— Request —
Locate each line in the records that contains the word "mark" and copy those lines out in full.

— Task input —

-=-=-

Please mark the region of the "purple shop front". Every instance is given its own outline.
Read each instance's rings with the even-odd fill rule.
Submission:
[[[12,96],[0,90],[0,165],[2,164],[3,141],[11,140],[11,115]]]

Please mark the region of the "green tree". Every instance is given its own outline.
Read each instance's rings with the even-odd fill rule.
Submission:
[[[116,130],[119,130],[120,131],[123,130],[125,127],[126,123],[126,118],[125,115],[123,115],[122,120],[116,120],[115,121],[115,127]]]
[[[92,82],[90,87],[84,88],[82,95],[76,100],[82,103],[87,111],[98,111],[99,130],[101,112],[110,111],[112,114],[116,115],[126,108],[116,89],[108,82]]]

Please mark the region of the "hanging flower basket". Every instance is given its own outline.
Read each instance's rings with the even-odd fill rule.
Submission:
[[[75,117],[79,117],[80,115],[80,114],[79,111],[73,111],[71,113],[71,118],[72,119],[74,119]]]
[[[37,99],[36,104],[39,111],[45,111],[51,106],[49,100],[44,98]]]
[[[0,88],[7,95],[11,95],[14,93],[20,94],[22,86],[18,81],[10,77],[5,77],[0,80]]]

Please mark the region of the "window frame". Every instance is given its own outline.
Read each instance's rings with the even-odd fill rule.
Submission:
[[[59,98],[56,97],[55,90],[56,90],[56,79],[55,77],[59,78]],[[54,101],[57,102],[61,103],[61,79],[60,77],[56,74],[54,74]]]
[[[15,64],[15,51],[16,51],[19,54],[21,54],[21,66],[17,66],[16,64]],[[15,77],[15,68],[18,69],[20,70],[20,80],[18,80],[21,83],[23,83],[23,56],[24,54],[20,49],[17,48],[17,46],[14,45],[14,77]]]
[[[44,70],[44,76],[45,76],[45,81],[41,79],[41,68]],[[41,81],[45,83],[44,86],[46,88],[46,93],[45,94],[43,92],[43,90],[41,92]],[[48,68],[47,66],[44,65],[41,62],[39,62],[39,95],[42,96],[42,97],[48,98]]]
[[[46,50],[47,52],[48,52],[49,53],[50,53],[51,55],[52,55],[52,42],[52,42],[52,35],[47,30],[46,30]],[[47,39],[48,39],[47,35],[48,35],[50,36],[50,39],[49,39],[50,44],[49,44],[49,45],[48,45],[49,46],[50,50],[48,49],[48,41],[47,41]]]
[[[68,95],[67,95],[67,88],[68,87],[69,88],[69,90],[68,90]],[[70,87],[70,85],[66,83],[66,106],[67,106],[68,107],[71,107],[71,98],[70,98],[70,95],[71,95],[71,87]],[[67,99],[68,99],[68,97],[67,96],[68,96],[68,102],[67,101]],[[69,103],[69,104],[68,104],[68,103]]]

-=-=-

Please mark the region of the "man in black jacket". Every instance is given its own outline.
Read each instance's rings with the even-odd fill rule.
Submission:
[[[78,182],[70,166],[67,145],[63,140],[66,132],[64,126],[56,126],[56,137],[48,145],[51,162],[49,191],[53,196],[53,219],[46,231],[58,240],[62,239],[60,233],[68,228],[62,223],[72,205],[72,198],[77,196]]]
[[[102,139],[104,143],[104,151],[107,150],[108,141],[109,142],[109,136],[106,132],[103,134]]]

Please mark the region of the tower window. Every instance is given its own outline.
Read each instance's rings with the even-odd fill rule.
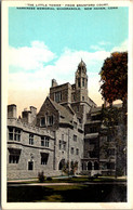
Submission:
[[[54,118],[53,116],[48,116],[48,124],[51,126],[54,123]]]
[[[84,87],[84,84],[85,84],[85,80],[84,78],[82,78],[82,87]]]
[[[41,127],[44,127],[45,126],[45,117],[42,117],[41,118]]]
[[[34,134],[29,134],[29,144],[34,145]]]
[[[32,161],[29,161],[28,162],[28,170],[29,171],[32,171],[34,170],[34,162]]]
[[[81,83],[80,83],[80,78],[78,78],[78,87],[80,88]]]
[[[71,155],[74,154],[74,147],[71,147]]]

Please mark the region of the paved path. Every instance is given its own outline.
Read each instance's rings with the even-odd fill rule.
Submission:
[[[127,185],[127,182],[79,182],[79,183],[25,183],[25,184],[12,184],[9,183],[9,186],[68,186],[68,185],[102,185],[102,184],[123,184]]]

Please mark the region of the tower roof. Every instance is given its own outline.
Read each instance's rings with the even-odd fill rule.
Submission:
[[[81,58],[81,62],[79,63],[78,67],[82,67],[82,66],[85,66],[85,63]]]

-=-=-

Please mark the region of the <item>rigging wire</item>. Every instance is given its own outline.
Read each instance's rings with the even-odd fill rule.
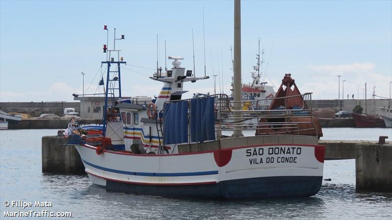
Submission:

-=-=-

— Written solution —
Please mark the region of the "purple shop front". Every instance is given its own outline.
Please mark the region of the "green tree". Every instance is given its own outline.
Please mark the region of the "hanging flower basket". Every instance is given its own outline.
Please mark the region of the "window frame". Every instance is given its own outline.
Please mark the region of the "man in black jacket". Every instance is given its own outline.
Please mark the region of the tower window. Every instance is given its own outline.
Please mark the region of the paved path. Every instance is given its own outline.
Please mark the region of the tower roof. Every instance is given its own outline.
Please mark the region of the <item>rigging wire</item>. Every instance is given its own outline.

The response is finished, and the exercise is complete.